Work required =>
Count every line in the entries that follow where the word "path" appears, then state only the total.
————
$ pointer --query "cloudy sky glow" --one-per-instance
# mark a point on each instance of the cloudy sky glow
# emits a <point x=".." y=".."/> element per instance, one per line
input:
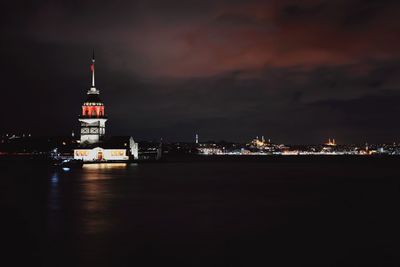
<point x="293" y="71"/>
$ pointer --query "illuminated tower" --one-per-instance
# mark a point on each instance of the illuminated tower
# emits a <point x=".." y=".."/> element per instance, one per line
<point x="92" y="119"/>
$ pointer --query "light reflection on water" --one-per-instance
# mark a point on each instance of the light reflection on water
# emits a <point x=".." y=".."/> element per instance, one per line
<point x="90" y="192"/>
<point x="97" y="192"/>
<point x="54" y="202"/>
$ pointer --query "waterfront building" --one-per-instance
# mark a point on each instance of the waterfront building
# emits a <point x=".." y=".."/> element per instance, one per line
<point x="93" y="144"/>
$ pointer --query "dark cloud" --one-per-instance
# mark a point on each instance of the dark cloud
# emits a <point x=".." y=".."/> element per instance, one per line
<point x="296" y="71"/>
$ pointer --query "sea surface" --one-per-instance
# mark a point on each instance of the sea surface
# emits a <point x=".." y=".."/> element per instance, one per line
<point x="293" y="211"/>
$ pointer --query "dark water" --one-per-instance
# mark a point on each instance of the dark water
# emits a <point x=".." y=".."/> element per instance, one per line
<point x="329" y="212"/>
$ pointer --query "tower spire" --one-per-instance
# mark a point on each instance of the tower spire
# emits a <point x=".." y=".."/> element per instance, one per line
<point x="92" y="69"/>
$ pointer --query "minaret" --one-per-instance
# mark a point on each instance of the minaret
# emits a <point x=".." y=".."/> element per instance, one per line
<point x="93" y="119"/>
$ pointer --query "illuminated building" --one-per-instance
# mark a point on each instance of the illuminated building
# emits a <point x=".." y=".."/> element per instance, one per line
<point x="331" y="142"/>
<point x="93" y="119"/>
<point x="93" y="145"/>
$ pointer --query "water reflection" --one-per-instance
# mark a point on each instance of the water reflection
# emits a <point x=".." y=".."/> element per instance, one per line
<point x="97" y="192"/>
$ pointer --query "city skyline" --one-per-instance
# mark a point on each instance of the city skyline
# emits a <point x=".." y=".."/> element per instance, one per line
<point x="295" y="73"/>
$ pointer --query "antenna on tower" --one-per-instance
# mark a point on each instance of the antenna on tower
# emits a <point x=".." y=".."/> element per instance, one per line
<point x="92" y="69"/>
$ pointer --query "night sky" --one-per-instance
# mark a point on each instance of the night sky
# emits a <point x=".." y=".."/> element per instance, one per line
<point x="293" y="71"/>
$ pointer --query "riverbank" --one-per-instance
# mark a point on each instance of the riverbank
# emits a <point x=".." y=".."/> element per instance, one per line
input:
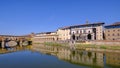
<point x="83" y="46"/>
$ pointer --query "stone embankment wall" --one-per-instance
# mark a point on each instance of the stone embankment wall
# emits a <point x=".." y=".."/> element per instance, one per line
<point x="115" y="43"/>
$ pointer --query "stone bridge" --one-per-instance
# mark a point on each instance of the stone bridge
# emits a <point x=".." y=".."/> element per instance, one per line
<point x="10" y="40"/>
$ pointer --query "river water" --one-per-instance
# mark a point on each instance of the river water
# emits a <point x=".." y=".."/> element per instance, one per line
<point x="56" y="57"/>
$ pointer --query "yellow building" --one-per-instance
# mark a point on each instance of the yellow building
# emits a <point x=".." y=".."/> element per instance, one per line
<point x="63" y="33"/>
<point x="87" y="31"/>
<point x="112" y="32"/>
<point x="45" y="37"/>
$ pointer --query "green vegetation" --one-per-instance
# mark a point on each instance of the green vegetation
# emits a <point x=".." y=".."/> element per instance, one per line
<point x="103" y="47"/>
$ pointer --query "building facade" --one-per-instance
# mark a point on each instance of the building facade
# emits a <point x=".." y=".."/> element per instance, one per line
<point x="45" y="37"/>
<point x="82" y="32"/>
<point x="112" y="32"/>
<point x="87" y="31"/>
<point x="63" y="33"/>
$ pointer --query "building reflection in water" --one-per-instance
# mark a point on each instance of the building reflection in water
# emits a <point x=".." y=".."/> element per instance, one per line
<point x="79" y="57"/>
<point x="82" y="57"/>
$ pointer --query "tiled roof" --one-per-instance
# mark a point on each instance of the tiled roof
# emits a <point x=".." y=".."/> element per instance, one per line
<point x="114" y="24"/>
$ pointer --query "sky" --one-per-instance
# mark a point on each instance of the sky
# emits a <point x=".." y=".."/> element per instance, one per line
<point x="21" y="17"/>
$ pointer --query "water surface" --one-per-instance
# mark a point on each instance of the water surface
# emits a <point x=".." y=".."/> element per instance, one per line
<point x="56" y="57"/>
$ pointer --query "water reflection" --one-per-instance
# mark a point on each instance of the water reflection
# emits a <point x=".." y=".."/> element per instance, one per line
<point x="77" y="57"/>
<point x="82" y="57"/>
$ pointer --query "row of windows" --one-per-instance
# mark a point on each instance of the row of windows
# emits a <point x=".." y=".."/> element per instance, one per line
<point x="114" y="30"/>
<point x="114" y="34"/>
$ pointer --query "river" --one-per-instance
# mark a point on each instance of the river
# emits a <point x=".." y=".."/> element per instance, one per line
<point x="56" y="57"/>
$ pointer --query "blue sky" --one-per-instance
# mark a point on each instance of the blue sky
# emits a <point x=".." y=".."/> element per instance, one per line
<point x="19" y="17"/>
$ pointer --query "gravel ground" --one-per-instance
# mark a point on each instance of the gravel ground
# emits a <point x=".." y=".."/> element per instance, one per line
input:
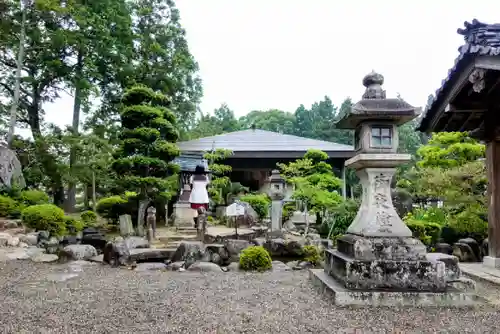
<point x="105" y="300"/>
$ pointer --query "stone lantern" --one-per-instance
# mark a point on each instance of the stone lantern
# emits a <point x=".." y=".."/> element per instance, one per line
<point x="277" y="193"/>
<point x="378" y="261"/>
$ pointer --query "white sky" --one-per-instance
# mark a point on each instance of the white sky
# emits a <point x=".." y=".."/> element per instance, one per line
<point x="263" y="54"/>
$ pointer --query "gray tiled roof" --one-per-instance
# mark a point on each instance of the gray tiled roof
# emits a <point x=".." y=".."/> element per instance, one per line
<point x="480" y="40"/>
<point x="259" y="141"/>
<point x="188" y="162"/>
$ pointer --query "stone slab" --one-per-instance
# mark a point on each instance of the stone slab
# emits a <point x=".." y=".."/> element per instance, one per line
<point x="376" y="298"/>
<point x="412" y="275"/>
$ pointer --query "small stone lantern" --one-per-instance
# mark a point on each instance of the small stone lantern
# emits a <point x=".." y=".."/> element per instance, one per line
<point x="277" y="194"/>
<point x="276" y="186"/>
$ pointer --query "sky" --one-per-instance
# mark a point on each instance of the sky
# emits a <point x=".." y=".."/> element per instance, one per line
<point x="278" y="54"/>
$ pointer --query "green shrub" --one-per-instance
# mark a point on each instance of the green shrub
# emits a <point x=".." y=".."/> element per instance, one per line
<point x="312" y="254"/>
<point x="33" y="197"/>
<point x="8" y="207"/>
<point x="45" y="217"/>
<point x="259" y="202"/>
<point x="89" y="217"/>
<point x="73" y="225"/>
<point x="111" y="208"/>
<point x="255" y="258"/>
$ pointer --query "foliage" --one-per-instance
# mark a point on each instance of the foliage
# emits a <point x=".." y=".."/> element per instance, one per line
<point x="8" y="207"/>
<point x="255" y="258"/>
<point x="259" y="202"/>
<point x="73" y="225"/>
<point x="144" y="159"/>
<point x="45" y="217"/>
<point x="33" y="197"/>
<point x="312" y="254"/>
<point x="111" y="207"/>
<point x="314" y="181"/>
<point x="219" y="180"/>
<point x="89" y="217"/>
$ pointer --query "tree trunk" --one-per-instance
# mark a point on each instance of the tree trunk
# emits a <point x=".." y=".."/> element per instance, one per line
<point x="71" y="202"/>
<point x="17" y="85"/>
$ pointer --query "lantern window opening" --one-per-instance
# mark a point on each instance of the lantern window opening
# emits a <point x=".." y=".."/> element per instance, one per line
<point x="381" y="137"/>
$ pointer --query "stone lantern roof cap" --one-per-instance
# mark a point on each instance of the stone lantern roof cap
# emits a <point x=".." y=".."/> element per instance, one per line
<point x="374" y="106"/>
<point x="276" y="177"/>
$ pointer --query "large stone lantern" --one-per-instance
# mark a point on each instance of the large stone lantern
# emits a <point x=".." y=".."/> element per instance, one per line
<point x="276" y="191"/>
<point x="377" y="261"/>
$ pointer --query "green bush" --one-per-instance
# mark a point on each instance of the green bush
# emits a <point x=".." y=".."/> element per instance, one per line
<point x="73" y="225"/>
<point x="255" y="258"/>
<point x="259" y="202"/>
<point x="312" y="254"/>
<point x="45" y="217"/>
<point x="33" y="197"/>
<point x="8" y="207"/>
<point x="89" y="217"/>
<point x="111" y="207"/>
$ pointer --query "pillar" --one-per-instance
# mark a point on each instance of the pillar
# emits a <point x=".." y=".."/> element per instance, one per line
<point x="493" y="173"/>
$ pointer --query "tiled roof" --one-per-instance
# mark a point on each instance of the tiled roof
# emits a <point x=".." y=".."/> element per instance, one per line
<point x="188" y="162"/>
<point x="480" y="40"/>
<point x="259" y="141"/>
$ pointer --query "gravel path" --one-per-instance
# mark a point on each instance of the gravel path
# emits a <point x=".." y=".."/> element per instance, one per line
<point x="105" y="300"/>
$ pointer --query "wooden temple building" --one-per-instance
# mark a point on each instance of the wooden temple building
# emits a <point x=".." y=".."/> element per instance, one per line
<point x="469" y="100"/>
<point x="256" y="153"/>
————
Reply to the exercise =>
2